* **Consigne 1**
Présentez sous forme de tableau Markdown les lignes des enregistrements ci-dessous, depuis la première jusqu'à la ligne contenant « x=412, y=694 » incluse, avec une colonne « Numéro » pour le rang et une colonne « Ligne » pour son contenu. Omettez les lignes vides et laissez les images de côté.

* **Extrait cité**
◇ ◇ ◇
Commençons par une brève et très sélective mise en perspective de la riche notion de radio-scénie en nous concentrant sur la relation entre une technique de production radiophonique et la mise en scène, forcément visuelle, de cette technique sur un plateau, devenant un objet scénographique.
Radio-scénie séculaire
Dès 1930, poursuivant ses recherches autour des préceptes freudiens, Paul Deharme entrevoit l’art radiophonique comme « le cadre d’un mode d’enseignement, d’une maïeutique nouvelle qui accoucherait le subconscient »[10]. Il imagine même une scène qui représenterait, de manière ludique, le déroulement onirique du film intérieur de l’auditeur-spectateur, afin d’illustrer ou de vulgariser le radio-film. Sur cette scène, le dispositif sonore occuperait alors la partie cour avec « au fond, les belles machines électriques et les mouvements rythmés d’opérateurs diaboliques » et, au premier plan, le microphone autour duquel des acteurs, masqués d’un demi-œuf inexpressif sans traits et sans yeux, se déplaceraient pour régler leur distance de plan sonore[11]. Ce spectacle fantasmé par Deharme illustre sa précoce réflexion radio-scénique, qui inclut la fonction dramaturgique de l’esthétique sonore au plateau par la variation de plans. Le matériel et les sources sonores y sont scénographiés de telle sorte que les indices visuels ne compromettent pas les images mentales émergeant des signes sonores, ceci pour rapprocher la réception de l’œuvre radiophonique de l’expérience onirique.
D’autres rencontres entre la radio et la scène se sont produites sous différentes formes par la suite, sans pour autant générer un genre radio-scénique en soi. Entre ces médias cousins, radio et théâtre, le plus jeune des deux a très rapidement souhaité renforcer son autonomie formelle, son langage spécifique, parfois radicalement[12]. Aujourd’hui encore, certains préceptes d’un art radiophonique s’inscrivent en opposition à ceux du théâtre. Comme j’en fais régulièrement l’expérience lors d’ateliers que j’anime dans le secteur radiophonique[13], l’introduction au langage radiophonique passe parfois par un désapprentissage de certains usages du théâtre[14]. Pourtant, l’évolution des contextes intermédiatiques rassemble à nouveau les deux expressions, alors que l’institution théâtrale développe un soutien de production et de diffusion aux protagonistes d’un art radiophonique[15].
◇ ◇ ◇
* **Enregistrements à traiter**
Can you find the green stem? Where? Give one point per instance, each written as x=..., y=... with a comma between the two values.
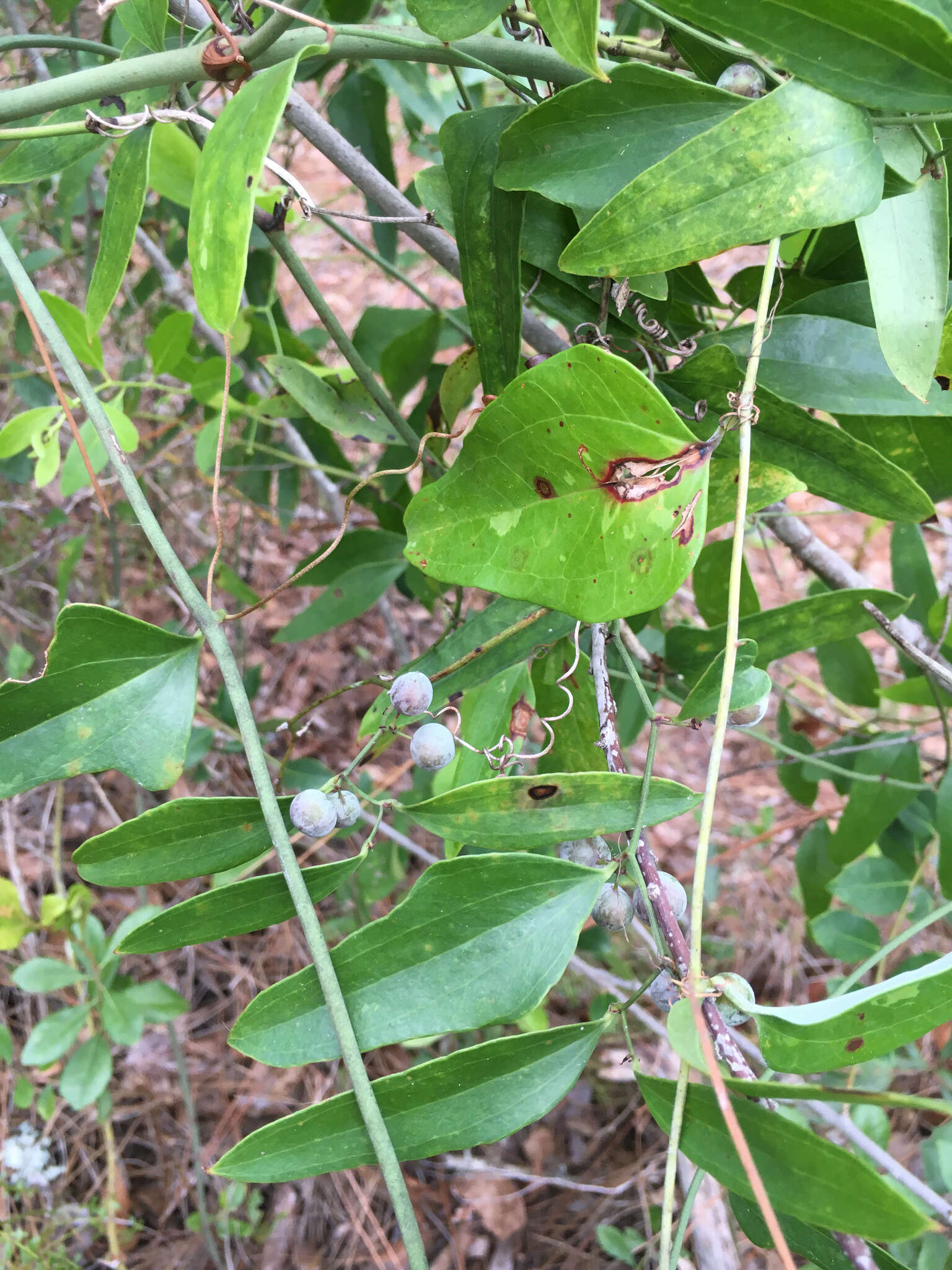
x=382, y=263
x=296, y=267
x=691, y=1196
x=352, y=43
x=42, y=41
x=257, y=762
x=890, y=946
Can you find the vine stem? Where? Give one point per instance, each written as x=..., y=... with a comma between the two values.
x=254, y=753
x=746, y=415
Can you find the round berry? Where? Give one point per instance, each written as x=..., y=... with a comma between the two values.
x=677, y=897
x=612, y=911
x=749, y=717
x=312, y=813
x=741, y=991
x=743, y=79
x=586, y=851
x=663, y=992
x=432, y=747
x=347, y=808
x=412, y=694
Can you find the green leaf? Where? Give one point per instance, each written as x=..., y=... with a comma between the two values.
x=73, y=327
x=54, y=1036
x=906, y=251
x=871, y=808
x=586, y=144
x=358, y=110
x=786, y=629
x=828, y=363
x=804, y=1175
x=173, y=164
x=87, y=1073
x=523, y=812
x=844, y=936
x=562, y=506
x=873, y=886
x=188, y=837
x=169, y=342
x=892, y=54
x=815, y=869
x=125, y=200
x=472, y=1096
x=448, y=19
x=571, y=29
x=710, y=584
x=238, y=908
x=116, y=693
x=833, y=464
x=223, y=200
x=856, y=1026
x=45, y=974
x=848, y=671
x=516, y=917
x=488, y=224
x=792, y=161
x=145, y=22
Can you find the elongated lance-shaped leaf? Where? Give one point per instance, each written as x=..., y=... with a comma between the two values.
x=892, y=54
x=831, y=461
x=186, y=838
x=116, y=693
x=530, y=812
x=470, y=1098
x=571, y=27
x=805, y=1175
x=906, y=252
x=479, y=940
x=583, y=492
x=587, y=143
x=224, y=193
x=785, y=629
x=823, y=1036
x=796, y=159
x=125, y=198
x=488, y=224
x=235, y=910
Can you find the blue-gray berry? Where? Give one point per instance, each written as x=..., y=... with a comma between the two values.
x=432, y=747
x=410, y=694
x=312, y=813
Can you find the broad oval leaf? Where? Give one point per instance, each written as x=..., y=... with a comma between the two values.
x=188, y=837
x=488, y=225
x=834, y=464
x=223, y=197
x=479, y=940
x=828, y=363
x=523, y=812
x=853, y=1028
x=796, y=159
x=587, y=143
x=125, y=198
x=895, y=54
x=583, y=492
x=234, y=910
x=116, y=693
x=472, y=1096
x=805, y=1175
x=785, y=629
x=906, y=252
◇ ◇ ◇
* **Consigne 2**
Recopiez l'extrait cité à partir de « D’autres rencontres entre » jusqu'à « d’un art radiophonique[15]. » inclus.

* **Résultat attendu 1**
| Numéro | Ligne |
|---|---|
| 1 | Can you find the green stem? Where? Give one point per instance, each written as x=..., y=... with a comma between the two values. |
| 2 | x=382, y=263 |
| 3 | x=296, y=267 |
| 4 | x=691, y=1196 |
| 5 | x=352, y=43 |
| 6 | x=42, y=41 |
| 7 | x=257, y=762 |
| 8 | x=890, y=946 |
| 9 | Can you find the vine stem? Where? Give one point per instance, each written as x=..., y=... with a comma between the two values. |
| 10 | x=254, y=753 |
| 11 | x=746, y=415 |
| 12 | Can you find the round berry? Where? Give one point per instance, each written as x=..., y=... with a comma between the two values. |
| 13 | x=677, y=897 |
| 14 | x=612, y=911 |
| 15 | x=749, y=717 |
| 16 | x=312, y=813 |
| 17 | x=741, y=991 |
| 18 | x=743, y=79 |
| 19 | x=586, y=851 |
| 20 | x=663, y=992 |
| 21 | x=432, y=747 |
| 22 | x=347, y=808 |
| 23 | x=412, y=694 |

* **Résultat attendu 2**
D’autres rencontres entre la radio et la scène se sont produites sous différentes formes par la suite, sans pour autant générer un genre radio-scénique en soi. Entre ces médias cousins, radio et théâtre, le plus jeune des deux a très rapidement souhaité renforcer son autonomie formelle, son langage spécifique, parfois radicalement[12]. Aujourd’hui encore, certains préceptes d’un art radiophonique s’inscrivent en opposition à ceux du théâtre. Comme j’en fais régulièrement l’expérience lors d’ateliers que j’anime dans le secteur radiophonique[13], l’introduction au langage radiophonique passe parfois par un désapprentissage de certains usages du théâtre[14]. Pourtant, l’évolution des contextes intermédiatiques rassemble à nouveau les deux expressions, alors que l’institution théâtrale développe un soutien de production et de diffusion aux protagonistes d’un art radiophonique[15].